::: Page text :::

FY2019 Annual Report

Cognitive Neurorobotics Research Unit
Professor Jun Tani

From left: Takazumi, Tomoe, Nadine, Jungsik, Fabien, Minju, Jeffrey, Jun, Hendry, Ahmadreza, Hengameh, Ho Ching, Prasanna, Siqing, Dongqi, Wataru  (10/11/2018)


CNRU started in September 2017. Currently CNRU consists of 4 postdoc researchers, one technical stuff, 5 Ph.D. students, and one administrator. The group is investigating the essential mechanisms on human embodied cognition by using frameworks of predictive coding, active inference, and model-based reinforcement learning while conducting various robotics experiments.

1. Staff

  • As of March 31, 2020

  • Prof. Jun Tani, Professor
  • Dr. Takazumi Matsumoto, Postdoctoral Scholar
  • Dr. Fabien Benureau, Postdoctoral Scholar
  • Dr. Hendry Ferreira Chame, Postdoctoral Scholar
  • Dr. Jeffrey Queißer, Postdoctoral Scholar
  • Mr. Siqing Hou, Technical Staff
  • Mr. Dongqi Han, PhD Student
  • Ms. Nadine Wirkuttis, PhD Student
  • Mr. Wataru Ohata, PhD Student
  • Mr. Prasanna Vijayaraghavan, PhD Student
  • Mr. Vsevolod Nikulin, PhD Student
  • Mr. Munenori Takaku, Rotation Student
  • Dr. Jeffrey White, Visiting researcher (Assistant Professor, University Twente)
  • Dr. Shingo Murata, Visiting researcher (Assistant Professor, National Institute of Informatics Graduate University for Advanced Studies)
  • Ms. Tomoe Furuya, Research Unit Administrator

2. Collaborations

2.1 Computational models on reinforcement learning

  • Description: Model studies on hierarchical, model-based, variational reinforcement learning.
  • Type of collaboration: Joint research
  • Researchers:
    • Prof. Kenji Doya, Neural Computation Unit, OIST

2.2 Investigation on choking effects in active inference during sport performance

  • Description: We investigate possible neural mechanisms of choking effects observed in various sport performances based on framework of active inference.
  • Type of collaboration: Joint research
  • Researchers:
    • Prof. M. L. Cappucio, Univ. of New South Wales

3. Activities and Findings

3.1 Cognitive and motor compliance in intentional human-robot interaction

It has been considered that embodiment and subjective experience in human-robot interaction are important aspects to consider when studying both natural cognition and adaptive robotics to human environments. Although several researches have focused on nonverbal communication and collaboration, the study of autonomous physical interaction has obtained less attention. From the perspective of neurorobotics, this study investigates the relation between intentionality, motor compliance, cognitive compliance, and behavior emergence. The study proposes a variational model inspired by the principles of predictive coding and active inference to study intentionality and cognitive compliance, and an intermittent control concept for motor deliberation and compliance based on torque feed-back. The experiments performed with the humanoid Torobo portrait interesting perspectives for the bio-inspired study of developmental and social processes.

:::

_Actions to take_.
a) Reproduce the passage of the annual report starting at "2.2 Investigation on" and ending at "of active inference.".
b) According to the annual report, in what month and year did CNRU start?

::: Data entries :::

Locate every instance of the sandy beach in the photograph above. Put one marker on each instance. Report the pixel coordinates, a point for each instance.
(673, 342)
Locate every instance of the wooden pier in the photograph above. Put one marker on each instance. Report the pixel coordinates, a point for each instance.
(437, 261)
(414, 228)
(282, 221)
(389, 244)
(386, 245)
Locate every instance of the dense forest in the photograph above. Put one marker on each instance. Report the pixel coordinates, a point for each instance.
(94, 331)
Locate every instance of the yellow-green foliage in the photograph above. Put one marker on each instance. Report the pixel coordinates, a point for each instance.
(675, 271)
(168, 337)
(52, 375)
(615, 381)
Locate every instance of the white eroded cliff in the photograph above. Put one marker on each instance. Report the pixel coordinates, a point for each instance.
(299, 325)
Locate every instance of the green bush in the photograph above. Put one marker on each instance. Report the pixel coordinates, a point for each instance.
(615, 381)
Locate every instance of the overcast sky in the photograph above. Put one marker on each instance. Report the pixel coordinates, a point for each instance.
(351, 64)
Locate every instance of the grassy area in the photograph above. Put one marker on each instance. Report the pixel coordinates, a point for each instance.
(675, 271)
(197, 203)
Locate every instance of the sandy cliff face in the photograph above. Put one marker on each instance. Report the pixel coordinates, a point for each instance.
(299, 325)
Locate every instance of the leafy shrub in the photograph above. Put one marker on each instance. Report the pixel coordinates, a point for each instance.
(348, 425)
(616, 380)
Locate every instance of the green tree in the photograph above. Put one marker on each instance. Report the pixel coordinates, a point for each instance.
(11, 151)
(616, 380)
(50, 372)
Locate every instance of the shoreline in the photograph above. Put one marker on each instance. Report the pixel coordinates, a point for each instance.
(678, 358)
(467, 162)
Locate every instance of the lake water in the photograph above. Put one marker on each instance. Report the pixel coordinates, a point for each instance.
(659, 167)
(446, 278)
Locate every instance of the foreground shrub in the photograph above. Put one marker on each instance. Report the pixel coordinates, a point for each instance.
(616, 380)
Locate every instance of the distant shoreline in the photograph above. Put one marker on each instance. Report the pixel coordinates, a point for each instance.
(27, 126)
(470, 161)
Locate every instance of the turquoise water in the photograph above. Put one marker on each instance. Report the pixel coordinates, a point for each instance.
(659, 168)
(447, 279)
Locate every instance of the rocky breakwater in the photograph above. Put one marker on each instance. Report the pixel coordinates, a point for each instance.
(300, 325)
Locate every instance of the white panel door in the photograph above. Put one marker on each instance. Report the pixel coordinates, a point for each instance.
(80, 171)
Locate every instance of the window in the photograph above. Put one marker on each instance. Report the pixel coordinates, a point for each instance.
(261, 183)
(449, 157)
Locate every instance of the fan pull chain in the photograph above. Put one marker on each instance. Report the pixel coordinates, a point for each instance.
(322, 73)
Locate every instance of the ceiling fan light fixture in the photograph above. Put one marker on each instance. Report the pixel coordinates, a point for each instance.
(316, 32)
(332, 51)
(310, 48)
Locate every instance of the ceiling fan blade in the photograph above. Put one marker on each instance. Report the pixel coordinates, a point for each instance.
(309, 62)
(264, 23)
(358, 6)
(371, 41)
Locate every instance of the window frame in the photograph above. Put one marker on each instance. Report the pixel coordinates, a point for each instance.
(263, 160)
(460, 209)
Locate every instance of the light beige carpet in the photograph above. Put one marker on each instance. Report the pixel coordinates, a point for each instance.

:::

_Response list_.
a)
2.2 Investigation on choking effects in active inference during sport performance

  • Description: We investigate possible neural mechanisms of choking effects observed in various sport performances based on framework of active inference.

b) September 2017